:: Written task ::
Reproduce the data below line for line, verbatim, but omit the pictures.

:: Items ::
*****

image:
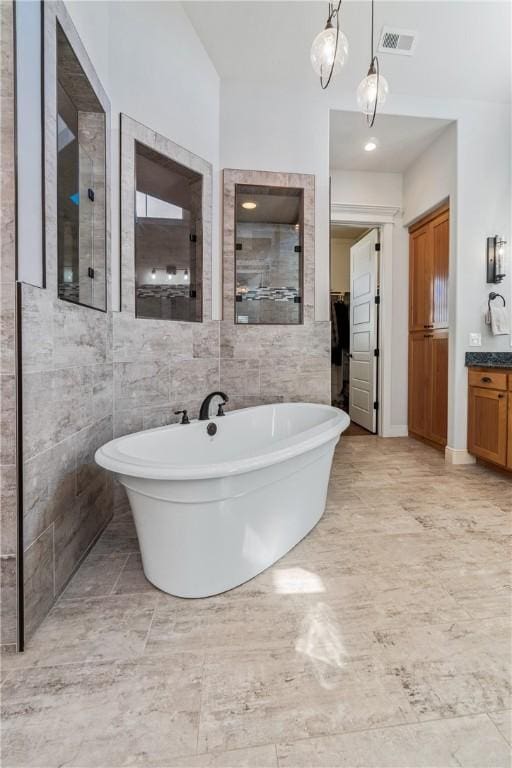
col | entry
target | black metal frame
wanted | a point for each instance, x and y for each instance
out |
(62, 298)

*****

:: The answer ::
image:
col | entry
target | black metal frame
wanted | a point for each instance, x and y for each instance
out |
(62, 298)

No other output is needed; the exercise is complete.